* [WHAT TO DO] Continue the news report below on the space station crew's repair of the Elektron oxygen generator, starting after its last sentence.

* [PROVIDED TEXT]
▽

Image: Oxygen generator
NASA
The Elektron oxygen generator aboard the international space station is seen in this photo from April 2002, with NASA astronaut Daniel Bursch floating alongside.
updated 11/1/2006 11:41:04 AM ET 2006-11-01T16:41:04

The international space station's crew has fixed an oxygen generator that overheated and spilled a toxic irritant last month, Mission Control said Wednesday.

The station's crew — cosmonaut Mikhail Tyurin, U.S. astronaut Michael Lopez-Alegria and German astronaut Thomas Reiter — have fixed the Elektron oxygen-generator using spare parts delivered last week by the Russian cargo ship Progress, said Mission Control spokesman Valery Lyndin.

"The crew has replaced several parts of Elektron and put it back to work," Lyndin said. "Elektron has been working smoothly since Tuesday."

△

* [GIVEN DATA]
▽

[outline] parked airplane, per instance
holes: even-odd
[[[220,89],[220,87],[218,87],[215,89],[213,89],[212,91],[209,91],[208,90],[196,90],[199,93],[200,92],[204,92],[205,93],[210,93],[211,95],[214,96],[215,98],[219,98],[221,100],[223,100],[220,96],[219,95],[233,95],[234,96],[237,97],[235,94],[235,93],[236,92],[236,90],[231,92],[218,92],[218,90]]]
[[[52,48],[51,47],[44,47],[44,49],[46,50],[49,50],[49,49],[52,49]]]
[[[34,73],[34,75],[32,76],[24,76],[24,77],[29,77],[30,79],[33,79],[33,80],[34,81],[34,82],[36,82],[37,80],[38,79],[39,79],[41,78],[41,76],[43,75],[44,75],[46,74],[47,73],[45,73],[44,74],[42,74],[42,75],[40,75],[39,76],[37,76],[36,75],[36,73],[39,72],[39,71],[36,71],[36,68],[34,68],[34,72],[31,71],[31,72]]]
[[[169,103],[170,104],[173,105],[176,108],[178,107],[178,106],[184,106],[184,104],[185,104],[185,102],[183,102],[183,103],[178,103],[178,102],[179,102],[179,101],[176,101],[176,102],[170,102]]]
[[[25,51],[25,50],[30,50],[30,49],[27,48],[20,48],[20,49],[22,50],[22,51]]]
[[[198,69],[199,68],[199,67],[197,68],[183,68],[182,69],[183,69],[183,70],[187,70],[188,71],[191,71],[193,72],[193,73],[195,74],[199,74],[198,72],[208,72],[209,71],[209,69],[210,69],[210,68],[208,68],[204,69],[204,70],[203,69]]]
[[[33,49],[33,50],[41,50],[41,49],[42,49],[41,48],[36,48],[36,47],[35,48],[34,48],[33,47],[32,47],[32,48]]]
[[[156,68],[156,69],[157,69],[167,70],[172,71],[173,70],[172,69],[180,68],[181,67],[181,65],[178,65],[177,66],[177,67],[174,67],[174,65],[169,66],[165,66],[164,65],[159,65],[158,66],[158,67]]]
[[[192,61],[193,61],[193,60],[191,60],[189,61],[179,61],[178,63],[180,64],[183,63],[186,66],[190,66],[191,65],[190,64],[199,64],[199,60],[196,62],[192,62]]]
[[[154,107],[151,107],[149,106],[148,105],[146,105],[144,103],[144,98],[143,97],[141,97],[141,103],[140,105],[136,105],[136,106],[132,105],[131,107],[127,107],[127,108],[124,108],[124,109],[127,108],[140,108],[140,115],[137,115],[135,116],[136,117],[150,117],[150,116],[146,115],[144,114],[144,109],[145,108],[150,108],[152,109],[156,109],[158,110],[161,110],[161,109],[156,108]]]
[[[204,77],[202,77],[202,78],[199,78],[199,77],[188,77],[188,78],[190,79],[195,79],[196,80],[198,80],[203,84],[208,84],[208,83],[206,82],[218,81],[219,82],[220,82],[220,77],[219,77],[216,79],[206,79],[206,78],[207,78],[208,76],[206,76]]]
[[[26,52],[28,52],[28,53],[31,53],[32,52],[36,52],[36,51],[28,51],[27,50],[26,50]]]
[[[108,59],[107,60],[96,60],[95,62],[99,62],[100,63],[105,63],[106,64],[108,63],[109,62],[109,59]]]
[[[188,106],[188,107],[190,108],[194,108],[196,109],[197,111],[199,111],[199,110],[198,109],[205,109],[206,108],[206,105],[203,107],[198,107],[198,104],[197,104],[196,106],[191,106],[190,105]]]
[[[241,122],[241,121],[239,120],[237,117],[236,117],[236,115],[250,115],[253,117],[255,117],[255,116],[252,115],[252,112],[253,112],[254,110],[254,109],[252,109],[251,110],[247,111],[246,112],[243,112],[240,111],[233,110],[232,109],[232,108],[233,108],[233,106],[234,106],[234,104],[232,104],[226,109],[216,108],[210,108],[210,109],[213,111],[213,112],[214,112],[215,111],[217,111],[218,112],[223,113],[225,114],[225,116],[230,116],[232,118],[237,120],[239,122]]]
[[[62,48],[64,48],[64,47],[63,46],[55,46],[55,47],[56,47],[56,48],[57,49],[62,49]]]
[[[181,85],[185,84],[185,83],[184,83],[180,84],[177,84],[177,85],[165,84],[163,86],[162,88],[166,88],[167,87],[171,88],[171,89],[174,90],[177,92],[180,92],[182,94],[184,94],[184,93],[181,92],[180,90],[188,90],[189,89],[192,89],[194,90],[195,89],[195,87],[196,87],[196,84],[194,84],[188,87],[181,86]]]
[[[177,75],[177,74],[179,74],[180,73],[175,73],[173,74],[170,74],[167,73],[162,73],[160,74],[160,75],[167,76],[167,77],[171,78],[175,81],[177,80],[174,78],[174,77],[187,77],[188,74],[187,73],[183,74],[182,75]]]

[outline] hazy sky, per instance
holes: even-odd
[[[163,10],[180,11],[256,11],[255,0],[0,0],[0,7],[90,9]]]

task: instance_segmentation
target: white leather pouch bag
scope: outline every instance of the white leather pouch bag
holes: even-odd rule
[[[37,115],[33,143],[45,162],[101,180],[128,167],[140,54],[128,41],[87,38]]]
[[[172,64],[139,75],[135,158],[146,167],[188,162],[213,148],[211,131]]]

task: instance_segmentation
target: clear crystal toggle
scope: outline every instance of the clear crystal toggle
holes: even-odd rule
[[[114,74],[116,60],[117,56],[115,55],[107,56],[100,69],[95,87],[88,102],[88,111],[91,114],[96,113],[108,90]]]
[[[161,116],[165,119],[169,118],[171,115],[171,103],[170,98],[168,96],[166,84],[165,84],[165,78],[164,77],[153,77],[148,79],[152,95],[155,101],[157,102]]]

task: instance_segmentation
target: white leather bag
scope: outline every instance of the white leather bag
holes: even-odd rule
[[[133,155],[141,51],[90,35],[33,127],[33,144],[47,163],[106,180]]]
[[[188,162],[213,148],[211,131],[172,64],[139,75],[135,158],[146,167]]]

△

* [RESPONSE AREA]
The Russian-made Elektron overheated, leaking potassium hydroxide on Sept. 18. While the incident forced the crew to don masks and gloves in the first emergency ever declared aboard the eight-year-old orbiting outpost, Russian and U.S. space officials downplayed it, saying crew members' lives were never in any danger.

Lyndin said that the station had plenty of oxygen canisters, which the crew were using before the Elektron was fixed Tuesday. He said space officials also plan to put a U.S. oxygen-generator in service next year.

Image: Labeled diagram of Elektron
NASA
This diagram labels the components in the international space station's Elektron oxygen generator.